_PAGE EXTRACT_.
==============================
# Save the Freedom Fighters



## Frail_Hellion (Jan 15, 2018)

www.change.org: Sign the Petition


----------



## Frail_Hellion (Jan 15, 2018)

The Freedom Fighters, Sally Acorn especially, should have been incorporated into SEGA games a long time ago.

Since issue #0 I've watched the internet furry fandom grow alongside it. I wager that these characters are responsible for Sonic's continued popularity in the U.S.

To put it in perspective, this would be like My Little Ponies: Friendship is Magic trying to reboot without the Mane Six...


----------



## Frail_Hellion (Jan 15, 2018)

Sonic Scene | TSSZ News

In case anybody wants to keep updated...


----------



## Danyk3302 (Jan 16, 2018)

Frail_Hellion said:


> www.change.org: Sign the Petition


That is a good motivation


----------



## Pipistrele (Jan 16, 2018)

They had to be sacrificed to the Devil for a good Sonic game, did you forget?


----------



## Rassah (Jan 27, 2018)

Pipistrele said:


> They had to be sacrificed to the Devil for a good Sonic game, did you forget?



Oh, is that what explains Sonic Forces? I haven't had that much fun playing a Sonic game in a decade.


----------
==============================
_RECORD EXCERPTS_.
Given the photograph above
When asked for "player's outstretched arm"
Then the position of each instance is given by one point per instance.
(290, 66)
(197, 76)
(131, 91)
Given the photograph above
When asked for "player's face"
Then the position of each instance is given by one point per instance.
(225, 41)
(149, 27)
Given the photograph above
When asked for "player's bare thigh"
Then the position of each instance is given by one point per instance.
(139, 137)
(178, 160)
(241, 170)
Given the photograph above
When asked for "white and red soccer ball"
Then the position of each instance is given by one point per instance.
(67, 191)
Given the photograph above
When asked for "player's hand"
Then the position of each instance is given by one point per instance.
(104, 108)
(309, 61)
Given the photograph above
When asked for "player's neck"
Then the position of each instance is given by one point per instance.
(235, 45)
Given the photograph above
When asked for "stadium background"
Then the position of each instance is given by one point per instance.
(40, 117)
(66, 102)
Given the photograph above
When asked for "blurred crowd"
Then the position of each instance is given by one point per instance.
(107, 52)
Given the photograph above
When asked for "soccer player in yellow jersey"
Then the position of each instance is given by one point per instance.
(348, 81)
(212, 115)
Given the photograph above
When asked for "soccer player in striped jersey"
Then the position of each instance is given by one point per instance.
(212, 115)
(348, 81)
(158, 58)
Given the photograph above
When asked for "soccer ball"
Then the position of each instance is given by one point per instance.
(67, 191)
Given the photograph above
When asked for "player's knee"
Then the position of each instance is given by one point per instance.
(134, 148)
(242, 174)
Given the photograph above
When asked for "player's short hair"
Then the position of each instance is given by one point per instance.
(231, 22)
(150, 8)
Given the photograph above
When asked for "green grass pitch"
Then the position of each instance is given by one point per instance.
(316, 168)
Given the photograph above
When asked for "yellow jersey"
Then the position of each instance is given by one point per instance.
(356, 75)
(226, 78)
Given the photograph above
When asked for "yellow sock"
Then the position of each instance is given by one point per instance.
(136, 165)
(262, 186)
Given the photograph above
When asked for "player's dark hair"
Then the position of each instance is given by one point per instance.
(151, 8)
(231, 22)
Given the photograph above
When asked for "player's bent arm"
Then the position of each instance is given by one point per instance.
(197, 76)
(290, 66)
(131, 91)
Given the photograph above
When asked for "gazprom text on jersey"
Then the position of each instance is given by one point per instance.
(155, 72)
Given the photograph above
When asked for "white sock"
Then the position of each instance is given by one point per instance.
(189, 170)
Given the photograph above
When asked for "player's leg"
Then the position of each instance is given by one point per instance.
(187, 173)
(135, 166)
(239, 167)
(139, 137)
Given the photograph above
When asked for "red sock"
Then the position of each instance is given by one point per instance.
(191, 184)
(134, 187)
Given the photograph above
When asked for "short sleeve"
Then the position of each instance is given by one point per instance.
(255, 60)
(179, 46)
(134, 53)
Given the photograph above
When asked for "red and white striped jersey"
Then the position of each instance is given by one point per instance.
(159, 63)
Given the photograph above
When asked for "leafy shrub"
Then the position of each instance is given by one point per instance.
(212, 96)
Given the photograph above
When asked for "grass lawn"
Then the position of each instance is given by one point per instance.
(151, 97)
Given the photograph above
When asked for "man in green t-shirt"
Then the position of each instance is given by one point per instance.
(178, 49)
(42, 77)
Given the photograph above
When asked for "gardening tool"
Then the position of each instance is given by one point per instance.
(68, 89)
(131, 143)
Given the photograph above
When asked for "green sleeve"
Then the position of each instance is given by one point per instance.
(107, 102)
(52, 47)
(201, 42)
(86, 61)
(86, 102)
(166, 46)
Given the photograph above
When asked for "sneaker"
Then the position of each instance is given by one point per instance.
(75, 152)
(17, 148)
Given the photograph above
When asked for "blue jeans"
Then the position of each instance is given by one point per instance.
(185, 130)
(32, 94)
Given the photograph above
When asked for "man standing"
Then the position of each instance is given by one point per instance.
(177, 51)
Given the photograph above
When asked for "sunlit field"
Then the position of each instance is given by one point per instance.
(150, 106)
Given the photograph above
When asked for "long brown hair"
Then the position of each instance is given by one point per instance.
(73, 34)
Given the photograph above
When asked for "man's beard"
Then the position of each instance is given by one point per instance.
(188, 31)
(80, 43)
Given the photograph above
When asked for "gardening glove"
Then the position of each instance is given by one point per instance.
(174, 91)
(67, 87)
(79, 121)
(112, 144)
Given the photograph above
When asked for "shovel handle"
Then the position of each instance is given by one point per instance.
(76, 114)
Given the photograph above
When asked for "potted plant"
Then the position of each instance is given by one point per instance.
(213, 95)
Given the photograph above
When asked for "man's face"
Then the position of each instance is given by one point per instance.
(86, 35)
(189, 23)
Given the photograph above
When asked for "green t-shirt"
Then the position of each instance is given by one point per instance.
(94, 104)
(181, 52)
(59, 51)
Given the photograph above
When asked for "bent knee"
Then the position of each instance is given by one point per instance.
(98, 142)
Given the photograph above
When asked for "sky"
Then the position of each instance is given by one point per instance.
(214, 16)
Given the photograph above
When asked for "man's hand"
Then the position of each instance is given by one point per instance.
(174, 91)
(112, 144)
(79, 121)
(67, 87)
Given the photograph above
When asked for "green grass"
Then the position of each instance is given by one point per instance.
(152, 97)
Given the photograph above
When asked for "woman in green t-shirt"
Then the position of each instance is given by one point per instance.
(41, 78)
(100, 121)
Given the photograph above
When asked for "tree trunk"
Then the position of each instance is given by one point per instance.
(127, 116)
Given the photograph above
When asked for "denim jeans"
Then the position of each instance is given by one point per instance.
==============================
_TASK_.
Please name the character the Freedom Fighters thread singles out as one who should have been in SEGA games long ago.

_ANSWER TO THE TASK_.
Sally Acorn